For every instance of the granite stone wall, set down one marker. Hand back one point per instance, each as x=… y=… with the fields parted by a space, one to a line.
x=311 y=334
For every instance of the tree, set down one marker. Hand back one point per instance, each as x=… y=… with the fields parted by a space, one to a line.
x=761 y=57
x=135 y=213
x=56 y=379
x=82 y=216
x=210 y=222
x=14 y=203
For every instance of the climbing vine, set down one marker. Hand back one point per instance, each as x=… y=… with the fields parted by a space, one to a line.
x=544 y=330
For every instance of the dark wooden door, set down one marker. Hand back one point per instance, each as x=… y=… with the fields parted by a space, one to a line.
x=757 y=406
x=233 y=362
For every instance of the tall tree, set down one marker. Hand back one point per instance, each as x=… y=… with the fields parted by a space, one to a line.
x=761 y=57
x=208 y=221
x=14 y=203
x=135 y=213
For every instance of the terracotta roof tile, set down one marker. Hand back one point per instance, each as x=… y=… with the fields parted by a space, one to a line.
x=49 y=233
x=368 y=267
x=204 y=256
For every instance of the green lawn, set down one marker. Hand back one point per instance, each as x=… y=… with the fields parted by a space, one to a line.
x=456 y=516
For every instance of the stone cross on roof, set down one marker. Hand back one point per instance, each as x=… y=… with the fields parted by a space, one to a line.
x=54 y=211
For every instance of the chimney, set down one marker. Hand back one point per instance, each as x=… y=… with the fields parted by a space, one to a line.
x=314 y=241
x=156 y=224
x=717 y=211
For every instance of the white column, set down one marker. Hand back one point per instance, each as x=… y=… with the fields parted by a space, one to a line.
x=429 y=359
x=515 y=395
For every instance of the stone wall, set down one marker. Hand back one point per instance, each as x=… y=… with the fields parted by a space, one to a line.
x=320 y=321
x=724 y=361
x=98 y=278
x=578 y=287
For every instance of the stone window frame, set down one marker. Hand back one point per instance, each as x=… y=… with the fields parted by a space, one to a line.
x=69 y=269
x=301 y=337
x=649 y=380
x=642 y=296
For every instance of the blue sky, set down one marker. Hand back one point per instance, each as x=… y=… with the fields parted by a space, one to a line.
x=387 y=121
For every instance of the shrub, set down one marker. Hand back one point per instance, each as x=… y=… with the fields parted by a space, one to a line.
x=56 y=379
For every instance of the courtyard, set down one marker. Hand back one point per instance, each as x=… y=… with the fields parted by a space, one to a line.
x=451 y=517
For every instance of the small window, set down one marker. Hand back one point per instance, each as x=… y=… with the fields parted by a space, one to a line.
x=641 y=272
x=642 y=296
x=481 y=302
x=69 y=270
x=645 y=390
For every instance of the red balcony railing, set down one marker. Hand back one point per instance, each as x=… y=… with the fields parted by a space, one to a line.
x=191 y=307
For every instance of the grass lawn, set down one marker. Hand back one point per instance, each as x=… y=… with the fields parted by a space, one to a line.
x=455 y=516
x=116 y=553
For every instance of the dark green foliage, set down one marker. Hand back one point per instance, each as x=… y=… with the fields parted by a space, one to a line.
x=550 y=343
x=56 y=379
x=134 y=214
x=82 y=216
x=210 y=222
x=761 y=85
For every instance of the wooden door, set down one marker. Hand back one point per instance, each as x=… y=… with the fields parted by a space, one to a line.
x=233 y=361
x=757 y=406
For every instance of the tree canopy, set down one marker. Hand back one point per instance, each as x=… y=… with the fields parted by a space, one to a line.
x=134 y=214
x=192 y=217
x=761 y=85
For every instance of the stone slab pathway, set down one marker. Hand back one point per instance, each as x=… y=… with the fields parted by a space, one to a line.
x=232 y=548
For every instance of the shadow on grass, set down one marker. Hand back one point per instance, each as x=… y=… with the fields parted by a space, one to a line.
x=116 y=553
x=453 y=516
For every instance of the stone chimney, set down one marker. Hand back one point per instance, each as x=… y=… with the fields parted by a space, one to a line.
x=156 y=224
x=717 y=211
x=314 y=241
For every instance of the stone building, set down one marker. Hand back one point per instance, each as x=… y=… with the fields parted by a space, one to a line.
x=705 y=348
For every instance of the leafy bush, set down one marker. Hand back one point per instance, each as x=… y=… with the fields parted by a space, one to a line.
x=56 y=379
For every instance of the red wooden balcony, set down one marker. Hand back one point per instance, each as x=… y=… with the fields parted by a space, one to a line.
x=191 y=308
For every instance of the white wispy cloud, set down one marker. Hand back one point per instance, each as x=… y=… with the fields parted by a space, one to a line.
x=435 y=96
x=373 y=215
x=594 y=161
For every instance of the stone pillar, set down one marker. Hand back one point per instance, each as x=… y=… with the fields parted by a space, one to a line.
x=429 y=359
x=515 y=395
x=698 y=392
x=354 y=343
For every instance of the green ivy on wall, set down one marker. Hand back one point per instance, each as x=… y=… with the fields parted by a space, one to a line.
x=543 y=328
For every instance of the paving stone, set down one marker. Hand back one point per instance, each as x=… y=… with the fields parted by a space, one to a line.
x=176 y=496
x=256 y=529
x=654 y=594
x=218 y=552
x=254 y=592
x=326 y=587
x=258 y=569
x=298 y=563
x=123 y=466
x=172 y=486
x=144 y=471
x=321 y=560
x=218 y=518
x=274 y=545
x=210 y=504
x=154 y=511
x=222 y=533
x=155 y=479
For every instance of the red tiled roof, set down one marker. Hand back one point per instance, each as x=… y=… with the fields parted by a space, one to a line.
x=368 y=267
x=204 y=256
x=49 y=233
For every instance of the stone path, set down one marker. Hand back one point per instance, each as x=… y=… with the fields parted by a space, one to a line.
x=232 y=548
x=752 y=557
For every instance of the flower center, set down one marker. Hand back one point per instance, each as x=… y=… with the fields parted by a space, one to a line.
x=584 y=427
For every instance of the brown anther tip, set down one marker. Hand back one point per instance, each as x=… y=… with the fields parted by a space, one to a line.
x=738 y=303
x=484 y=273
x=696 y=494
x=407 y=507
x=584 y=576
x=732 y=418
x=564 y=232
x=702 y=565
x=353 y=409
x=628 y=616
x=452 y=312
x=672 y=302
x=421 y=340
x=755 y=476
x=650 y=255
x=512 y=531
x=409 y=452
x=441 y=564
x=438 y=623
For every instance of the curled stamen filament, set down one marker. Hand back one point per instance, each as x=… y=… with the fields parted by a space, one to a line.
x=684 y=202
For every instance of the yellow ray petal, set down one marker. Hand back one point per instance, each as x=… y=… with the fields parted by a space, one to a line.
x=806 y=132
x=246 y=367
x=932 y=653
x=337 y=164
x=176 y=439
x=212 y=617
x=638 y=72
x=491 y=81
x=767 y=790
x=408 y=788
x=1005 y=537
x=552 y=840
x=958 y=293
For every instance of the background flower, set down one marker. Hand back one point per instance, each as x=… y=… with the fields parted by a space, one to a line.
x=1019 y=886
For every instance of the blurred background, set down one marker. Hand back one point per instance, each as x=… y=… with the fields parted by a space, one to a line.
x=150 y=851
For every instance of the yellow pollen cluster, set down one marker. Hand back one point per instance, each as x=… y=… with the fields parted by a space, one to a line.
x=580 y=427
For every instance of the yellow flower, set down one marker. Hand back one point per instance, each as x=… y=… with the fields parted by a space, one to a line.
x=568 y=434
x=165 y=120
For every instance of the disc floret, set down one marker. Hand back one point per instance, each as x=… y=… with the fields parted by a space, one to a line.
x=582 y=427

● ● ● ● ●

Task to carry out – Exactly as they appear, output the line holding "For every instance of the stone path, set" and all lines after it through the end of the listing above, and only those.

Response to this exercise –
For every instance of the stone path, set down one marker. Hand back one point per instance, each as x=… y=… with the fields parted by a space, one to a line.
x=232 y=548
x=752 y=557
For every instance of the flower center, set down one marker. Hand back one point per instance, each as x=… y=… with the fields parted by a space, one to a line.
x=584 y=427
For every instance of the brown anther tip, set down one marker. Hand back one point per instance, each as x=… y=… with the fields parted by a space, one to a line.
x=738 y=303
x=484 y=273
x=696 y=494
x=407 y=507
x=584 y=576
x=732 y=418
x=564 y=232
x=702 y=565
x=353 y=409
x=628 y=616
x=452 y=312
x=672 y=302
x=421 y=340
x=755 y=476
x=650 y=255
x=512 y=531
x=409 y=452
x=441 y=564
x=438 y=623
For every instance of the curled stamen filament, set down one marker. Hand back one point per instance, each as x=… y=… with the fields parted by a space, one to a line.
x=684 y=202
For every instance of the yellow ray petal, set down one marker. Hand back one point per instance, each as x=… y=… with the fields parted by a space, one to a line.
x=806 y=132
x=246 y=367
x=932 y=653
x=337 y=164
x=176 y=439
x=212 y=617
x=638 y=72
x=491 y=81
x=767 y=790
x=408 y=788
x=1005 y=537
x=552 y=840
x=958 y=293
For every instance of the background flower, set down one marker. Hand back one point per instance, each as x=… y=… with the fields parted by a space, one to a line.
x=1019 y=886
For every instance of the blurred background, set down one marker. Hand back one point per instance, each as x=… y=… with the fields parted by a space, one to a line.
x=150 y=851
For every instance of the yellow pollen cluster, set down one marker. Hand back one point per instance, each as x=… y=… with the fields parted by a space, one to a line.
x=580 y=427
For every instance of the yellow flower, set down one marker. Hand back one point per instance, each as x=… y=… with the fields parted by a space, one to a line.
x=568 y=434
x=165 y=120
For every instance of the disc floret, set down one marker. Hand back one point per instance, each as x=… y=… with the fields parted by a space, one to a line.
x=582 y=427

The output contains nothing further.